TASK INSTRUCTIONS:
Every line in the listing is to be echoed verbatim.

## Start DATA FOR THIS EXERCISE

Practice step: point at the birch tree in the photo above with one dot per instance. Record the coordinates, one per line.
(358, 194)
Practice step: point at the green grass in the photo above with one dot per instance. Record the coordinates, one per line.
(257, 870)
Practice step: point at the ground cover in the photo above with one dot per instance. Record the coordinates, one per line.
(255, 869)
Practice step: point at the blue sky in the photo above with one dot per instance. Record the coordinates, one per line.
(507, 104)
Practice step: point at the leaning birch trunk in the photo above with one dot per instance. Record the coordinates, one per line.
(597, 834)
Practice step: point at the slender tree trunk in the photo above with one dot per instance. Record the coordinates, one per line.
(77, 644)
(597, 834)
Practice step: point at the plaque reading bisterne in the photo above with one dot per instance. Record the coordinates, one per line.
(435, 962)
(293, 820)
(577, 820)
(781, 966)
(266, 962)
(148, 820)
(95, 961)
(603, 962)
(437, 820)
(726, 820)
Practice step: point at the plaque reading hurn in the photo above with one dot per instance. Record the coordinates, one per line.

## End DATA FOR THIS EXERCISE

TASK SOLUTION:
Practice step: point at the birch tree in the photo above with one dot per instance. Record the coordinates, one per line.
(358, 194)
Practice step: point at the green grass in the photo above with one dot per instance. Record the coordinates, one per line.
(257, 870)
Practice step: point at the ground cover in the photo above with one dot per instance. Record the coordinates, one per line.
(255, 869)
Practice step: point at the blue sky in the photo above with one dot per instance. Record the coordinates, one per line.
(507, 104)
Practice step: point at the leaning birch trunk in the photo above with one dot per instance. Record the coordinates, one per line.
(597, 834)
Practice step: point at the slender tree trunk in the photo above with one dot per instance. Record the coordinates, one per line.
(77, 644)
(597, 834)
Practice step: point at the plaque reading bisterne in the photo above with one dot per instance. Record the coordinates, one per line.
(435, 962)
(293, 820)
(577, 820)
(781, 966)
(266, 962)
(148, 820)
(95, 961)
(603, 962)
(437, 820)
(726, 820)
Practice step: point at the plaque reading hurn in the photo above with one dot per instance. Record the coordinates, one per line.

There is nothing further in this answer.